#### TASK OBJECTIVE
Lay out the listing below as a Markdown table with columns n and Line, running from its first line up to and including the line with "positive clicks: (889, 18) (369, 48)", one numbered row per line and no blank lines. Leave out the pictures.

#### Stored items
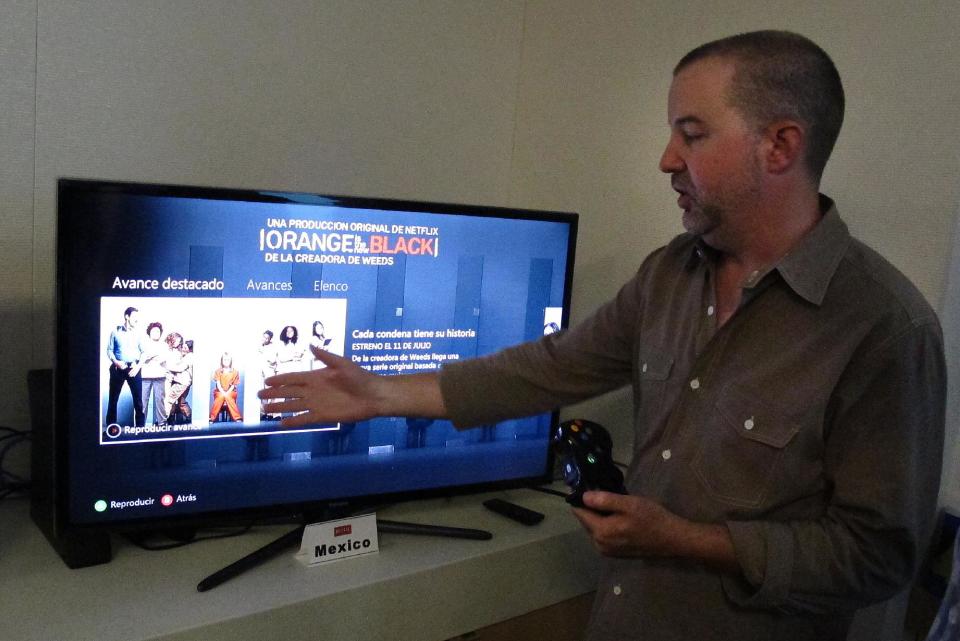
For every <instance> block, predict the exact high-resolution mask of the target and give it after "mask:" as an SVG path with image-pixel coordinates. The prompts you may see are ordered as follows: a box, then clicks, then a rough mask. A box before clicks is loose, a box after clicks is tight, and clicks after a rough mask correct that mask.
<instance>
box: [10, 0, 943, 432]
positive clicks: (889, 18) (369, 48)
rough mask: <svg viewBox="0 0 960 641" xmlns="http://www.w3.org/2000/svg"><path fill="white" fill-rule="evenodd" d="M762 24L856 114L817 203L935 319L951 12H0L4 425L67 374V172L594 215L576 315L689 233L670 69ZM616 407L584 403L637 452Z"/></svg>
mask: <svg viewBox="0 0 960 641" xmlns="http://www.w3.org/2000/svg"><path fill="white" fill-rule="evenodd" d="M768 27H778V28H788V29H793V30H796V31H799V32H801V33H804V34H806V35H808V36H811V37H812V38H814V39H815V40H817V41H818V42H819V43H821V44H822V45H823V46H824V48H826V49H827V50H828V51H829V52H830V53H831V54H832V55H833V57H834V58H835V60H836V62H837V65H838V67H839V69H840V71H841V74H842V75H843V77H844V79H845V83H846V87H847V97H848V116H847V121H846V124H845V129H844V132H843V133H842V134H841V139H840V142H839V144H838V147H837V150H836V153H835V157H834V160H833V161H832V163H831V165H830V166H829V167H828V171H827V175H826V178H825V183H824V190H825V191H827V192H828V193H830V194H831V195H832V196H833V197H834V198H835V199H836V200H837V202H838V204H839V206H840V208H841V212H842V213H843V215H844V216H845V217H846V219H847V220H848V222H849V224H850V226H851V227H852V229H853V231H854V232H855V233H856V234H857V235H859V236H860V237H861V238H862V239H864V240H866V241H867V242H868V243H870V244H872V245H873V246H875V247H876V248H877V249H879V250H880V251H881V252H882V253H883V254H885V255H886V256H887V257H888V258H890V260H892V261H893V262H894V263H895V264H896V265H897V266H898V267H900V268H901V269H902V270H903V271H904V272H906V274H907V275H908V276H909V277H910V278H912V279H913V280H914V282H916V283H917V285H918V286H919V288H920V289H921V291H923V293H924V294H925V295H926V296H927V297H928V298H929V299H930V301H931V302H932V303H933V304H934V305H935V306H936V307H938V308H939V307H940V305H941V304H942V303H943V301H944V300H945V288H946V284H947V274H948V265H949V261H950V248H951V245H952V238H953V233H954V226H955V218H956V212H957V208H958V203H960V144H958V143H960V117H958V116H960V114H958V106H957V105H958V104H960V64H957V63H958V62H960V61H958V54H957V53H956V50H955V47H953V46H952V43H953V42H954V40H955V34H956V33H958V32H960V5H958V4H957V3H956V2H955V1H949V2H948V1H943V2H920V3H914V5H912V6H911V8H909V9H908V8H906V7H905V6H903V5H902V3H899V2H893V1H891V0H885V1H882V2H880V1H877V2H869V3H868V2H844V3H836V2H826V1H821V2H812V3H793V2H769V1H763V2H761V1H760V0H745V1H743V2H739V3H736V4H734V3H730V2H700V1H697V2H692V1H686V2H684V1H679V2H678V1H670V2H668V1H666V0H650V1H645V2H613V1H605V2H589V3H585V2H581V1H579V0H543V1H538V0H529V1H527V2H522V1H520V0H517V1H509V0H503V1H499V2H497V1H487V0H485V1H475V2H452V1H447V0H423V1H421V2H408V1H402V2H391V1H387V0H382V1H379V2H376V1H364V2H359V1H355V0H342V1H340V2H332V1H329V0H325V1H319V0H318V1H316V2H309V1H306V0H301V1H291V0H285V1H284V2H282V3H278V2H274V1H272V0H257V1H254V0H246V1H242V2H238V1H234V0H219V1H208V2H204V3H194V2H187V1H185V0H184V1H179V2H148V1H140V2H129V1H126V0H112V1H108V0H92V1H90V2H62V1H59V0H33V1H29V2H27V1H17V2H6V3H3V5H2V7H0V54H2V60H3V62H4V64H3V65H0V158H2V161H3V165H4V168H5V170H4V172H2V173H0V190H2V191H0V193H2V195H3V198H2V199H0V250H2V251H0V270H2V273H3V274H4V281H3V282H4V284H3V286H2V288H0V350H2V353H3V357H4V358H3V360H4V362H5V364H6V367H5V368H3V370H2V371H0V384H2V385H3V386H4V389H6V390H8V393H7V394H5V395H3V397H2V398H0V424H12V425H14V426H18V427H23V426H26V424H27V412H26V394H25V386H24V384H23V377H24V373H25V371H26V370H27V369H28V368H29V367H31V366H44V365H49V364H50V363H51V362H52V353H53V345H52V339H51V336H52V320H53V311H52V300H53V298H52V297H53V262H52V261H53V221H54V208H55V202H54V185H55V180H56V178H57V177H59V176H75V177H98V178H109V179H124V180H144V181H154V182H175V183H200V184H212V185H222V186H239V187H263V188H273V189H291V190H307V191H326V192H333V193H344V194H357V195H368V196H388V197H389V196H393V197H404V198H416V199H427V200H430V199H436V200H449V201H461V202H471V203H484V204H498V205H518V206H527V207H538V208H549V209H561V210H573V211H579V212H580V213H581V214H582V221H581V239H580V243H579V247H578V265H577V276H576V282H575V292H574V305H575V310H574V312H575V314H574V315H575V318H580V317H583V316H584V315H585V314H586V313H588V312H589V311H590V310H591V309H593V308H594V307H596V306H597V305H598V304H600V303H601V302H602V301H603V300H604V299H606V298H607V297H609V296H610V295H611V294H612V293H613V292H614V291H615V289H616V287H617V285H618V283H619V282H622V281H623V280H625V279H626V278H628V277H629V275H630V274H631V272H632V271H633V270H634V269H635V268H636V266H637V265H638V263H639V261H640V260H641V259H642V257H643V256H644V255H645V254H646V253H647V252H648V251H650V250H651V249H653V248H654V247H656V246H657V245H659V244H661V243H663V242H665V241H666V240H667V239H668V238H670V237H671V236H672V235H673V234H675V233H677V231H679V229H680V226H679V221H678V216H677V208H676V205H675V202H674V196H673V192H672V191H671V190H670V189H669V186H668V182H667V180H666V178H665V177H664V176H662V175H660V174H659V173H658V171H657V160H658V157H659V154H660V151H661V149H662V145H663V143H664V141H665V139H666V133H667V131H666V124H665V118H666V116H665V100H666V91H667V88H668V86H669V80H670V69H671V67H672V65H673V64H674V63H675V61H676V60H677V59H678V58H679V57H680V56H681V55H682V54H683V53H684V52H685V51H687V50H688V49H690V48H691V47H693V46H695V45H697V44H699V43H701V42H703V41H705V40H707V39H710V38H714V37H719V36H722V35H726V34H729V33H732V32H735V31H742V30H748V29H756V28H768ZM35 52H36V53H35ZM954 360H956V357H954ZM625 404H626V395H625V394H623V393H620V394H615V395H613V396H612V397H611V398H608V399H603V400H601V401H599V402H594V403H593V404H591V405H589V406H588V407H587V408H580V409H578V410H577V411H580V412H589V413H590V414H589V415H592V416H594V417H596V418H600V419H601V420H604V421H608V422H610V423H611V424H612V427H614V430H615V432H616V433H617V436H618V438H619V439H620V440H622V441H625V440H627V439H629V431H628V426H627V422H626V421H625V420H624V419H623V418H622V417H623V416H624V409H625ZM952 430H953V431H954V432H955V430H956V426H955V425H954V426H952ZM952 442H953V440H951V443H952Z"/></svg>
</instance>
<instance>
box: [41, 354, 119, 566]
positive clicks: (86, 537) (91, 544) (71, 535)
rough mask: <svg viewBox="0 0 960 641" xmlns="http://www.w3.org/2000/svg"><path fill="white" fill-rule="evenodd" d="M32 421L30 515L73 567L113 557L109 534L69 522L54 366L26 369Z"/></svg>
mask: <svg viewBox="0 0 960 641" xmlns="http://www.w3.org/2000/svg"><path fill="white" fill-rule="evenodd" d="M27 389H28V392H29V397H30V423H31V428H32V433H33V438H32V445H31V449H30V481H31V482H30V518H32V519H33V522H34V523H36V524H37V527H38V528H40V531H41V532H43V534H44V536H46V537H47V540H48V541H49V542H50V545H52V546H53V549H54V550H56V551H57V554H59V555H60V558H62V559H63V562H64V563H66V564H67V567H70V568H83V567H87V566H90V565H98V564H100V563H109V562H110V559H111V550H110V535H109V534H108V533H106V532H91V531H87V530H82V529H77V528H73V527H70V526H68V525H67V524H66V523H65V522H64V521H65V519H64V518H63V512H62V511H61V508H63V509H65V508H66V505H65V503H64V497H63V496H62V495H61V489H60V485H59V484H60V483H61V482H62V481H63V479H62V478H61V475H62V473H63V469H62V467H61V466H60V464H59V463H58V460H57V457H58V452H57V446H58V439H57V434H56V431H55V429H54V420H53V370H52V369H34V370H30V371H29V372H27Z"/></svg>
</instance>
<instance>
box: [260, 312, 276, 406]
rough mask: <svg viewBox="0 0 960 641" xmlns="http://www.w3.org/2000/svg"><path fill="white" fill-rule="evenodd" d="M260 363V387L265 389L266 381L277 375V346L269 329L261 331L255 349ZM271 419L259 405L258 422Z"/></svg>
mask: <svg viewBox="0 0 960 641" xmlns="http://www.w3.org/2000/svg"><path fill="white" fill-rule="evenodd" d="M257 353H258V354H259V357H260V358H259V362H260V387H261V389H262V388H264V387H266V386H267V384H266V380H267V379H268V378H270V377H271V376H274V375H275V374H276V373H277V346H276V345H275V344H274V342H273V332H272V331H270V330H269V329H266V330H264V331H263V339H262V341H261V342H260V347H258V348H257ZM272 418H273V417H272V416H270V415H269V414H267V413H266V411H264V409H263V402H262V401H261V403H260V420H261V421H267V420H271V419H272Z"/></svg>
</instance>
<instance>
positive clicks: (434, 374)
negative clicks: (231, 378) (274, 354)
mask: <svg viewBox="0 0 960 641" xmlns="http://www.w3.org/2000/svg"><path fill="white" fill-rule="evenodd" d="M311 350H312V351H313V355H314V357H316V358H317V360H319V361H321V362H322V363H323V364H324V365H326V367H325V368H323V369H318V370H313V371H309V372H293V373H290V374H280V375H278V376H271V377H270V378H268V379H267V380H266V381H265V383H266V385H267V387H266V388H265V389H263V390H261V391H260V392H259V394H258V396H259V397H260V398H261V399H263V400H267V401H271V402H269V403H267V404H266V405H265V406H264V411H265V412H269V413H278V412H302V413H301V414H297V415H296V416H291V417H288V418H285V419H283V421H282V424H283V425H285V426H287V427H297V426H300V425H308V424H311V423H334V422H340V421H346V422H352V421H361V420H364V419H367V418H373V417H375V416H422V417H424V418H446V416H447V410H446V406H445V405H444V402H443V397H442V396H441V394H440V377H439V375H438V374H436V373H427V374H408V375H399V376H378V375H377V374H373V373H371V372H368V371H367V370H365V369H363V368H362V367H360V366H359V365H356V364H355V363H352V362H351V361H350V360H349V359H346V358H343V357H341V356H337V355H336V354H331V353H330V352H325V351H323V350H322V349H318V348H315V347H311Z"/></svg>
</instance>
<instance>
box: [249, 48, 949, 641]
mask: <svg viewBox="0 0 960 641" xmlns="http://www.w3.org/2000/svg"><path fill="white" fill-rule="evenodd" d="M843 102H844V99H843V89H842V86H841V84H840V78H839V75H838V74H837V72H836V69H835V68H834V65H833V63H832V62H831V61H830V59H829V57H827V55H826V54H825V53H824V52H823V51H822V50H821V49H820V48H819V47H817V46H816V45H814V44H813V43H812V42H810V41H809V40H807V39H805V38H803V37H801V36H797V35H795V34H790V33H784V32H754V33H749V34H742V35H740V36H734V37H732V38H727V39H724V40H720V41H716V42H712V43H708V44H707V45H704V46H702V47H699V48H698V49H695V50H694V51H692V52H690V53H689V54H688V55H687V56H685V57H684V58H683V59H682V60H681V61H680V63H679V64H678V65H677V67H676V69H675V70H674V77H673V83H672V85H671V88H670V94H669V100H668V108H667V116H668V123H669V126H670V139H669V141H668V143H667V147H666V149H665V151H664V153H663V156H662V158H661V161H660V168H661V169H662V170H663V171H664V172H666V173H668V174H670V176H671V184H672V186H673V188H674V189H675V190H676V191H677V192H678V193H679V198H678V204H679V206H680V208H681V209H682V210H683V217H682V218H683V225H684V227H685V228H686V230H687V233H685V234H683V235H681V236H678V237H677V238H676V239H674V240H673V241H672V242H671V243H670V244H669V245H667V246H666V247H664V248H661V249H660V250H658V251H656V252H654V253H653V254H652V255H651V256H649V257H648V258H647V259H646V260H645V261H644V263H643V265H642V266H641V268H640V270H639V272H638V273H637V274H636V276H635V277H634V278H633V279H632V280H631V281H630V282H628V283H627V284H626V285H625V286H624V287H623V288H622V289H621V290H620V292H619V293H618V295H617V296H616V298H614V299H613V300H612V301H611V302H610V303H608V304H606V305H604V306H603V307H601V308H600V309H599V310H598V311H597V312H596V313H595V314H594V315H593V316H592V317H591V318H589V319H587V320H586V321H585V322H584V323H582V324H581V325H579V326H577V327H575V328H573V329H571V330H570V331H567V332H560V333H557V334H551V335H549V336H546V337H544V338H543V339H542V340H540V341H538V342H535V343H527V344H524V345H522V346H518V347H515V348H512V349H508V350H505V351H503V352H501V353H499V354H494V355H491V356H488V357H484V358H481V359H475V360H470V361H463V362H460V363H457V364H452V365H450V366H448V367H446V368H444V370H442V371H441V372H440V373H439V374H436V375H430V374H424V375H418V376H410V377H394V378H386V379H385V378H378V377H375V376H373V375H372V374H369V373H367V372H364V371H363V370H361V369H359V368H357V367H355V366H352V365H351V364H350V363H349V362H347V361H345V360H343V359H335V358H333V357H330V356H327V355H323V357H322V358H323V360H324V361H325V362H326V363H327V364H328V368H327V369H326V370H322V371H319V372H314V373H312V374H294V375H290V376H287V377H277V378H276V379H271V380H270V381H268V384H270V385H274V386H276V387H273V388H270V389H268V390H267V391H266V392H264V394H263V396H264V397H265V398H279V397H283V398H286V399H287V400H286V401H284V402H282V403H277V404H276V405H277V406H278V407H277V409H278V410H279V409H282V410H283V411H301V410H308V411H307V413H306V414H303V415H301V416H298V417H297V418H296V419H293V420H291V421H290V424H300V423H307V422H312V421H329V420H333V418H334V417H336V418H340V419H349V420H359V419H361V418H364V417H367V416H375V415H391V414H397V415H418V416H438V417H439V416H449V417H451V418H452V419H453V420H454V422H455V423H456V424H457V425H479V424H483V423H484V422H490V421H496V420H501V419H503V418H505V417H508V416H516V415H521V414H530V413H534V412H537V411H541V410H544V409H548V408H551V407H556V406H559V405H563V404H567V403H571V402H574V401H577V400H581V399H584V398H588V397H591V396H595V395H598V394H601V393H604V392H607V391H609V390H612V389H615V388H618V387H621V386H623V385H625V384H631V385H632V386H633V391H634V423H635V430H636V433H635V442H634V452H633V460H632V462H631V465H630V468H629V470H628V472H627V475H626V485H627V488H628V490H629V492H630V494H629V495H627V496H622V495H616V494H610V493H606V492H588V493H586V494H585V495H584V503H585V505H586V506H587V508H590V509H578V510H575V514H576V516H577V518H578V519H580V521H581V522H582V524H583V525H584V527H585V528H586V530H587V531H588V532H589V533H590V535H591V536H592V538H593V541H594V543H595V545H596V547H597V548H598V549H599V550H600V552H601V553H602V554H603V555H604V557H605V558H604V567H603V571H602V575H601V580H600V585H599V587H598V592H597V599H596V602H595V605H594V610H593V615H592V617H591V623H590V627H589V632H588V638H590V639H627V638H630V639H635V638H639V639H646V640H657V641H660V640H664V639H678V640H679V639H737V640H738V641H739V640H754V639H755V640H757V641H759V640H761V639H762V640H770V639H777V640H778V641H781V640H789V639H798V640H800V639H803V640H811V641H813V640H818V641H821V640H824V639H845V638H846V634H847V630H848V628H849V624H850V620H851V619H852V614H853V612H854V610H855V609H856V608H858V607H861V606H863V605H865V604H868V603H871V602H874V601H878V600H882V599H885V598H888V597H890V596H892V595H893V594H895V593H897V592H898V591H899V590H900V589H902V588H903V586H904V585H906V584H907V582H908V581H909V580H910V578H911V576H912V574H913V572H914V571H915V569H916V567H917V564H918V562H919V560H920V558H921V556H922V554H923V551H924V546H925V544H926V538H927V536H928V534H929V529H930V525H931V522H932V519H933V513H934V509H935V504H936V496H937V491H938V487H939V468H940V463H941V453H942V438H943V423H944V396H945V391H944V387H945V381H944V379H945V374H944V361H943V351H942V337H941V333H940V328H939V325H938V322H937V319H936V317H935V315H934V313H933V311H932V310H931V309H930V307H929V306H928V305H927V304H926V302H925V301H924V300H923V298H922V296H920V294H919V293H918V292H917V291H916V290H915V288H914V287H913V286H912V285H910V283H909V282H908V281H907V280H906V279H905V278H904V277H903V276H902V275H901V274H900V273H899V272H897V271H896V270H895V269H894V268H893V267H892V266H890V265H889V264H888V263H887V262H886V261H884V260H883V259H882V258H880V257H879V256H878V255H877V254H876V253H874V252H873V251H871V250H870V249H869V248H867V247H865V246H864V245H863V244H861V243H859V242H858V241H856V240H854V239H852V238H851V237H850V235H849V233H848V231H847V228H846V226H845V225H844V223H843V222H842V220H841V219H840V217H839V214H838V213H837V209H836V207H835V206H834V204H833V203H832V202H831V201H830V200H829V199H828V198H826V197H825V196H821V195H819V193H818V187H819V182H820V177H821V174H822V172H823V169H824V166H825V164H826V161H827V158H828V157H829V154H830V152H831V150H832V148H833V144H834V141H835V140H836V137H837V134H838V133H839V129H840V123H841V121H842V116H843ZM318 357H320V356H318ZM492 399H495V401H492Z"/></svg>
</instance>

#### OUTPUT BELOW
| n | Line |
|---|---|
| 1 | For every <instance> block, predict the exact high-resolution mask of the target and give it after "mask:" as an SVG path with image-pixel coordinates. The prompts you may see are ordered as follows: a box, then clicks, then a rough mask. A box before clicks is loose, a box after clicks is tight, and clicks after a rough mask correct that mask. |
| 2 | <instance> |
| 3 | box: [10, 0, 943, 432] |
| 4 | positive clicks: (889, 18) (369, 48) |